Objective: Update the material below by putting "most distant from its edge" in place of every occurrence of "farthest from its outline", and change nothing else.

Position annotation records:
++++++
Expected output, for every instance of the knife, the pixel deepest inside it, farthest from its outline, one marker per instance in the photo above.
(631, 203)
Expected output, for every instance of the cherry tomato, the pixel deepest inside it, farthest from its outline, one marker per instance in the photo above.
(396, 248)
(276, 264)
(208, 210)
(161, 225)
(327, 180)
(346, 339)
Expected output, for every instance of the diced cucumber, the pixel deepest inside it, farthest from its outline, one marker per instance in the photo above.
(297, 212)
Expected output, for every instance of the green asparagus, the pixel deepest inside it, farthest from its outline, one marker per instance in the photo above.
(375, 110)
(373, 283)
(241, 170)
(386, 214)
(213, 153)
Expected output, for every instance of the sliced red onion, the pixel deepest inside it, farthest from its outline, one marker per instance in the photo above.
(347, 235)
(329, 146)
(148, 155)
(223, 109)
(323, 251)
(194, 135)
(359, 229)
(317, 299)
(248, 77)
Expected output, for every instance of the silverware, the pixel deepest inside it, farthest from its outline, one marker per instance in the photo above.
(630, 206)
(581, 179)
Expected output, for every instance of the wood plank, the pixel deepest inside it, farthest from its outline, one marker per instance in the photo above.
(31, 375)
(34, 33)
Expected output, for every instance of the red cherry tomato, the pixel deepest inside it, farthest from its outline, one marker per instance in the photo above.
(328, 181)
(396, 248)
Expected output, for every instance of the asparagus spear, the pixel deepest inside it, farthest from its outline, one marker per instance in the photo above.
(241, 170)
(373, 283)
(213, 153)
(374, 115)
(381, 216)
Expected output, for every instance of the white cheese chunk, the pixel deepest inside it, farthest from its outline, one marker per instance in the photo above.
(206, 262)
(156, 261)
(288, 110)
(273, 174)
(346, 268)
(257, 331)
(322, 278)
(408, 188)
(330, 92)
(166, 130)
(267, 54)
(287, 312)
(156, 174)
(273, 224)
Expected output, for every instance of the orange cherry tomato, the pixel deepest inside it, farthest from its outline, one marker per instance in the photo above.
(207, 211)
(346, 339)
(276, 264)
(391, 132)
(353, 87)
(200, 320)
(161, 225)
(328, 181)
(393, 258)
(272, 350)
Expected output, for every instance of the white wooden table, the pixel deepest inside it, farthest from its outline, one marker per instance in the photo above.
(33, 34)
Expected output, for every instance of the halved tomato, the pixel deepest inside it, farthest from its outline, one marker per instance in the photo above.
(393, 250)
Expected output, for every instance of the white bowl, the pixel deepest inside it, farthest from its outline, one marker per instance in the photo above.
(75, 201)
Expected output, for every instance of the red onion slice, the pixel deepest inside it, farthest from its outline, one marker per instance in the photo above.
++++++
Solution to the problem:
Expected output, for every instance of the knife, the pixel deepest inside it, most distant from its edge, one marker per instance in the photo above.
(631, 203)
Expected output, for every instance of the cherry tomato, the pixel deepest inside it, most distant from its edge, one marker per instance in the photo above.
(396, 248)
(276, 264)
(208, 210)
(161, 225)
(327, 180)
(346, 339)
Expected output, for every instance of the diced cucumber, the pixel deepest inside it, most distant from its edge, one marker per instance in the photo above.
(297, 212)
Expected output, for every instance of the green asparagus, the pixel deepest inside it, most distant from its edge, one marker per instance in the photo above.
(375, 110)
(373, 283)
(241, 170)
(386, 214)
(213, 153)
Expected output, for every instance of the sliced red onion, the pixel deepest inside it, most distant from its edge, one marker per instance in the photo above.
(347, 235)
(329, 146)
(148, 155)
(223, 109)
(323, 251)
(194, 135)
(359, 229)
(317, 299)
(248, 77)
Expected output, for every instance of the silverware, the pixel deepest inside it, most distant from its edge, one marker per instance in the photo above.
(630, 206)
(581, 179)
Expected output, for every instance of the wood plank, the pixel deepest inside it, most distant from its edge, one marker per instance in the photo above.
(31, 375)
(34, 33)
Expected output, for every instance of the red cherry tomato, the pixel deepest inside it, most distant from its edge, one marker per instance in the photo above.
(328, 181)
(396, 248)
Expected output, for every instance of the asparagus spear, the pixel deepest inside it, most distant from its edge, one marker per instance in the photo above.
(241, 170)
(373, 283)
(213, 153)
(374, 115)
(381, 216)
Expected output, for every instance of the white cheese chunk, the pixel deepest inside it, most distant from its edge, one marker per instance in the photo above.
(206, 262)
(156, 261)
(288, 110)
(273, 174)
(346, 268)
(257, 331)
(322, 278)
(408, 188)
(330, 92)
(166, 130)
(267, 54)
(287, 312)
(156, 174)
(273, 224)
Expected output, for every instance of the orange cherry tomato, the pixel deepest inside it, most distant from its edge, one marker per instance in the photo above.
(207, 211)
(346, 339)
(276, 264)
(391, 132)
(353, 87)
(200, 320)
(161, 225)
(328, 181)
(393, 258)
(272, 350)
Expected output, for every instance of the white wooden table, the pixel deepest inside it, most distant from its edge, one marker per instance in the photo above.
(33, 34)
Expected output, for every instance of the halved tomato, the pixel deepest inside it, most distant from its edge, one marker per instance in the photo above.
(393, 250)
Expected output, for every instance of the white bowl, the pixel deepest inside it, most distant from its edge, one marker per instance in the photo above.
(75, 201)
Expected output, for every instance of the red onion slice, the pixel deepest inside it, most distant from its edge, one marker per instance in the photo above.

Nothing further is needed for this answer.